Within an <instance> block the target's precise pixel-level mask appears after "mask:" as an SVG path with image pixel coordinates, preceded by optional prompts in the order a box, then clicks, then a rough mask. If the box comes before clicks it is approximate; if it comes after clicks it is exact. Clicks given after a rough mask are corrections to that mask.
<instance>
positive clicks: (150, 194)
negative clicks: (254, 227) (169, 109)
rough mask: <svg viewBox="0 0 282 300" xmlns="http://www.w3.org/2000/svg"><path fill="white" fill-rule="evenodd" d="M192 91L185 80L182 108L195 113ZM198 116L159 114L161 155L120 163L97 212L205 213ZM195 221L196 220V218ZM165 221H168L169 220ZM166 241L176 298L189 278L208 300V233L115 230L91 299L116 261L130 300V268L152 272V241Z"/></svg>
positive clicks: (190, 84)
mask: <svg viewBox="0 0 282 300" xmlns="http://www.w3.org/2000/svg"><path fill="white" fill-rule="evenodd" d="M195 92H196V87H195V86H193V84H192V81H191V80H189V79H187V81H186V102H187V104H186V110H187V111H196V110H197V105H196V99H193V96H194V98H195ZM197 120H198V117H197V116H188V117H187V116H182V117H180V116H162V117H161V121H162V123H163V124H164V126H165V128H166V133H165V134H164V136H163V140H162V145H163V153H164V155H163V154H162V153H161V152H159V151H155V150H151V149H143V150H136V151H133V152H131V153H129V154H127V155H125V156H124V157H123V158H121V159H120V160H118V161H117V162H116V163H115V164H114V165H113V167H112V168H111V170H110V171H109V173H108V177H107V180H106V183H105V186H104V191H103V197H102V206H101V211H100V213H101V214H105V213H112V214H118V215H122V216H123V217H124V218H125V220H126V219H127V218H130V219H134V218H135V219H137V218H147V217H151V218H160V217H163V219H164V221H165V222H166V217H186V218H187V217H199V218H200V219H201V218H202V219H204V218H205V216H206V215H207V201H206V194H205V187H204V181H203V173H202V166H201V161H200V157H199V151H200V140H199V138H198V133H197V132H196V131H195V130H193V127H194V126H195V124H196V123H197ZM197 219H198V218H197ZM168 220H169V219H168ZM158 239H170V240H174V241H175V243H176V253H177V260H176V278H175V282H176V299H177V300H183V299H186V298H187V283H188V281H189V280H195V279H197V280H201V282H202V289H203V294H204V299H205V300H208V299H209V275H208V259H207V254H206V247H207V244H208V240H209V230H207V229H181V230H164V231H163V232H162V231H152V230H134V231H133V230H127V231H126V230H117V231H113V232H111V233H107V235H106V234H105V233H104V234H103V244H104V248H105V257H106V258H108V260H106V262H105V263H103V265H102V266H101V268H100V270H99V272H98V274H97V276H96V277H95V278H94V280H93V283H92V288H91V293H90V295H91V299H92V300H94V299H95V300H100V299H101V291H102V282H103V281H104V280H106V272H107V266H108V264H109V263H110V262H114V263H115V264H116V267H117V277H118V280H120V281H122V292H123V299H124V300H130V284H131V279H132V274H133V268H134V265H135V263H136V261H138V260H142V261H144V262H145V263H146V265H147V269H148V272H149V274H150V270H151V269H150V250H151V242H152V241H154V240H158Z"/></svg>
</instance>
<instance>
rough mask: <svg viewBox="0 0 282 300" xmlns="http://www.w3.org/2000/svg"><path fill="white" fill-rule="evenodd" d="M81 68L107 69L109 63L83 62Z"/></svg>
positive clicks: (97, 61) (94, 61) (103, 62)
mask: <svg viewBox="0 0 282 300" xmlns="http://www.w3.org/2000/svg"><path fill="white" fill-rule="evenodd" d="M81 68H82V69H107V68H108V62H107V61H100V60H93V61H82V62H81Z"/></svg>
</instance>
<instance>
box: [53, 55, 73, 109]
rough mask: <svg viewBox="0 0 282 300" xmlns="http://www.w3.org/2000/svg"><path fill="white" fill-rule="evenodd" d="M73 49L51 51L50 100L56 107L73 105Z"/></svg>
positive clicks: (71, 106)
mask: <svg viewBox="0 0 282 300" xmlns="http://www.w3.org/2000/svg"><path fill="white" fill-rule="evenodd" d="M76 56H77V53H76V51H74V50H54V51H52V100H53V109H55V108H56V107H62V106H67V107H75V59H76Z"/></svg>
----
> _TASK PROMPT_
Pick out every line that contains the word "positive", matching case exactly, and copy each one in full.

> _EXERCISE RESPONSE_
positive clicks: (150, 194)
positive clicks: (190, 84)
positive clicks: (97, 61) (94, 61) (103, 62)
positive clicks: (71, 106)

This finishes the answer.